*Stated goal:*
Can you output every line of the records below as a JSON list of strings, with one string per line and blank lines omitted?

(Dataset entries)
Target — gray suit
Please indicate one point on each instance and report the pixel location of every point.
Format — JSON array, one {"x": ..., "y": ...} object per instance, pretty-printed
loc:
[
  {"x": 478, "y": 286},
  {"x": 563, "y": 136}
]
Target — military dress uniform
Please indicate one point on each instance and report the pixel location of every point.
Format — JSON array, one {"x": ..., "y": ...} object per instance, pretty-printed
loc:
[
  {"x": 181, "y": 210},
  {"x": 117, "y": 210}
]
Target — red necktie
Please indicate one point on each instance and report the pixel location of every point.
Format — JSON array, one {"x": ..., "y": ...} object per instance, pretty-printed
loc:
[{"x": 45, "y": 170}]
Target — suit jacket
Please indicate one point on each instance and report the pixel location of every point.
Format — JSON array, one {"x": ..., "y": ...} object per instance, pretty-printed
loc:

*Response:*
[
  "Target — gray suit",
  "Please indicate one point on each instance and report the pixel location of every point.",
  "Format — JSON array, one {\"x\": ..., \"y\": ...} object per instance, pretty-printed",
  "loc:",
  "[",
  "  {\"x\": 478, \"y\": 286},",
  "  {\"x\": 563, \"y\": 136}",
  "]",
  "Target — military dress uniform",
  "Please indicate one point on each instance and report the pixel location of every point.",
  "Format — JSON array, one {\"x\": ..., \"y\": ...} object per instance, pretty-printed",
  "loc:",
  "[",
  "  {\"x\": 181, \"y\": 210},",
  "  {\"x\": 117, \"y\": 210}",
  "]",
  "Target — red necktie",
  "Please indicate one point on each instance and report the pixel location of every point.",
  "Format — JSON array, one {\"x\": ..., \"y\": ...} object per instance, pretty-printed",
  "loc:",
  "[{\"x\": 45, \"y\": 170}]",
  "Target — suit jacket",
  "Please indicate one point on each instance and report the pixel location of every point.",
  "Format — JSON array, one {\"x\": ..., \"y\": ...} object per instance, pretty-printed",
  "loc:"
]